The problem: Please set out every line of the data below as a Markdown table with the columns Row and Line, numbering the rows and skipping any blank lines. Omit the pictures from the table.

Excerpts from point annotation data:
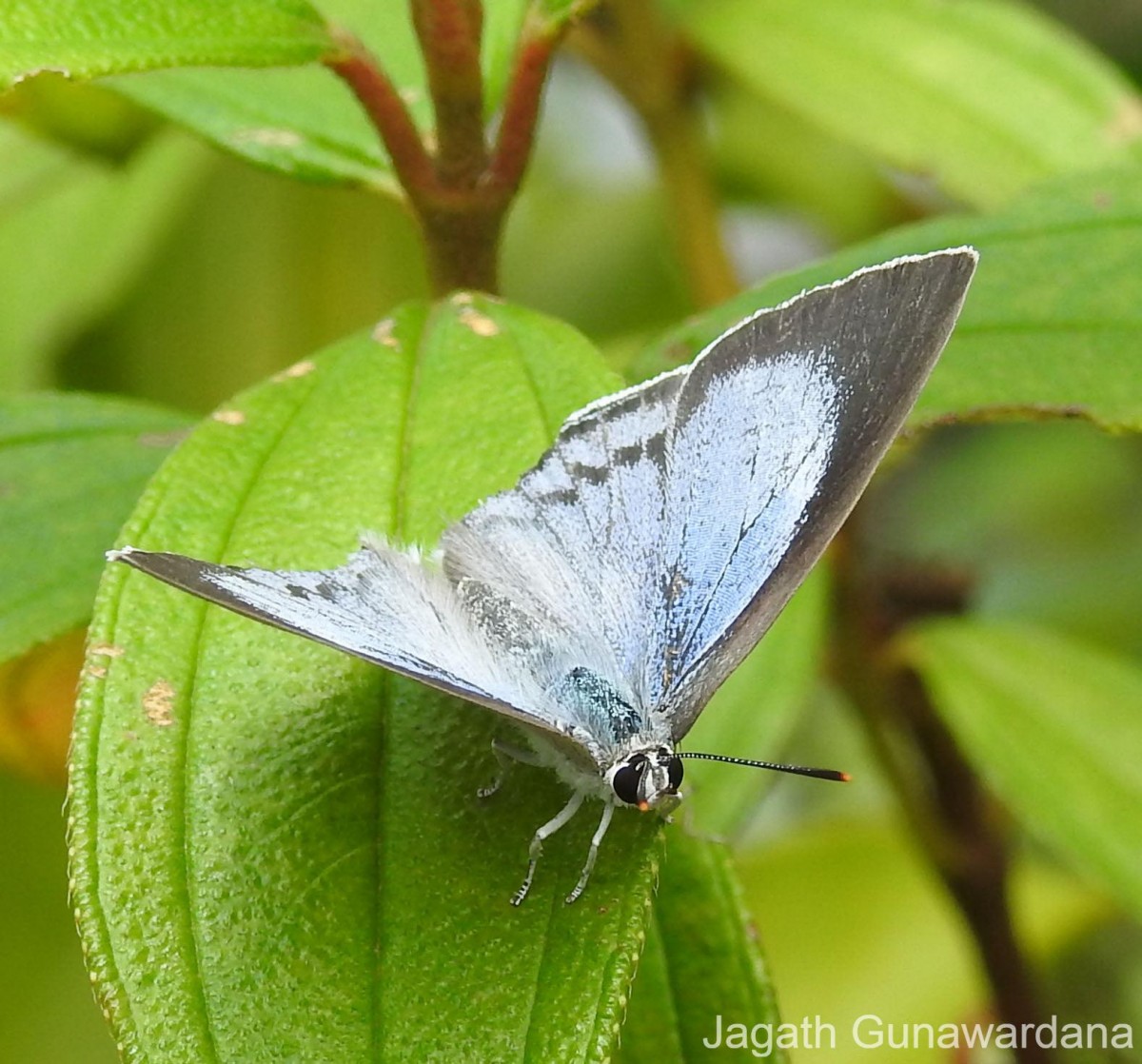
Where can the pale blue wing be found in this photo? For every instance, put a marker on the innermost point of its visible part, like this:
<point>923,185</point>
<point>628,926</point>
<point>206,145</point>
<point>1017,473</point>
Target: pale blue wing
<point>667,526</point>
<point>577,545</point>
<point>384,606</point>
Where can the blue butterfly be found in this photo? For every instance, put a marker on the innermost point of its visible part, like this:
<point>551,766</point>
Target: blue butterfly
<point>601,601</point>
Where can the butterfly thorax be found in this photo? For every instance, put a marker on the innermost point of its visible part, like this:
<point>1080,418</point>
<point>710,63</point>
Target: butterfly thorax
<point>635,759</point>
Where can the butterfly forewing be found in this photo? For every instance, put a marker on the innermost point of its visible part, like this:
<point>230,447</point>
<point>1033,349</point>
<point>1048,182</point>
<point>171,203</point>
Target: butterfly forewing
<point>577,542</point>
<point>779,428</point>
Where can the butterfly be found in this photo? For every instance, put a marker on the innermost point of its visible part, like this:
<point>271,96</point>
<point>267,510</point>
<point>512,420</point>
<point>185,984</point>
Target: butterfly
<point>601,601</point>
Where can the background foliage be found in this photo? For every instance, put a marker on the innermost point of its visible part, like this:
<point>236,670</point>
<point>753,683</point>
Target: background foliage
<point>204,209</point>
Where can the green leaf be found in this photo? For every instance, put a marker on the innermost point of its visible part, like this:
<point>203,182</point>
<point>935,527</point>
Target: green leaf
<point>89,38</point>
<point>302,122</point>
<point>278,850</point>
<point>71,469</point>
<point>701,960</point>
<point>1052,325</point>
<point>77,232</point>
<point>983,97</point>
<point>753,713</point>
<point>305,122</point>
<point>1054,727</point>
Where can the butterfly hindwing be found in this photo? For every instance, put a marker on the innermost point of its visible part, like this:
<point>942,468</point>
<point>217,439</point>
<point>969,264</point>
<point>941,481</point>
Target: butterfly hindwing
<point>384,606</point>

Correct response:
| Row | Line |
|---|---|
| 1 | Where can the pale blue wing be found in this photo? For every instance, put a marker on the innermost point of its visible part, like this: |
| 2 | <point>923,185</point> |
| 3 | <point>628,926</point> |
| 4 | <point>206,145</point> |
| 5 | <point>1017,473</point> |
| 6 | Target: pale blue wing |
| 7 | <point>667,526</point> |
| 8 | <point>577,545</point> |
| 9 | <point>384,606</point> |
| 10 | Where can the blue butterfly be found in this photo? For every instance, put a marker on the innermost point of its visible part, like this: |
| 11 | <point>551,766</point> |
| 12 | Target: blue butterfly |
| 13 | <point>601,601</point> |
| 14 | Where can the butterfly thorax be found in this photo? For every instance, put a marker on the innermost point of its visible part, like this: |
| 15 | <point>1080,418</point> |
| 16 | <point>710,63</point> |
| 17 | Target: butterfly thorax |
| 18 | <point>635,759</point> |
| 19 | Where can the butterfly forewing be found in this photo? For every instance, put a marker on the innermost point of its visible part, like this: |
| 20 | <point>230,447</point> |
| 21 | <point>1033,349</point> |
| 22 | <point>1048,182</point> |
| 23 | <point>171,203</point> |
| 24 | Target: butterfly forewing |
| 25 | <point>577,542</point> |
| 26 | <point>779,428</point> |
| 27 | Where can the butterfly be found in this photo? For every instance, put a marker on the innermost point of its visible part, like this: |
| 28 | <point>271,96</point> |
| 29 | <point>267,510</point> |
| 30 | <point>512,420</point> |
| 31 | <point>185,984</point> |
| 32 | Target: butterfly |
| 33 | <point>601,601</point> |
| 34 | Where can the background foliage be found in this photo? For every instance, put a marker on the innermost point of its visible part, like this: |
| 35 | <point>236,670</point> |
| 36 | <point>753,683</point> |
| 37 | Target: background foliage |
| 38 | <point>204,209</point> |
| 39 | Where can the green leaf be found in this photo? For every instance, put a marker on the innermost point of its visible part, like this: |
| 40 | <point>203,182</point> |
| 41 | <point>935,527</point> |
| 42 | Target: green leaf |
| 43 | <point>89,38</point> |
| 44 | <point>302,122</point> |
| 45 | <point>278,850</point> |
| 46 | <point>71,469</point> |
| 47 | <point>701,960</point> |
| 48 | <point>1052,325</point> |
| 49 | <point>77,232</point> |
| 50 | <point>983,97</point> |
| 51 | <point>753,713</point> |
| 52 | <point>305,122</point> |
| 53 | <point>1054,727</point> |
| 54 | Where can the butterfly hindwing be found in this photo? For every instance, put a marker on the innermost point of its visible part, like this: |
| 55 | <point>942,468</point> |
| 56 | <point>217,439</point> |
| 57 | <point>969,264</point> |
| 58 | <point>941,481</point> |
| 59 | Target: butterfly hindwing |
| 60 | <point>384,606</point> |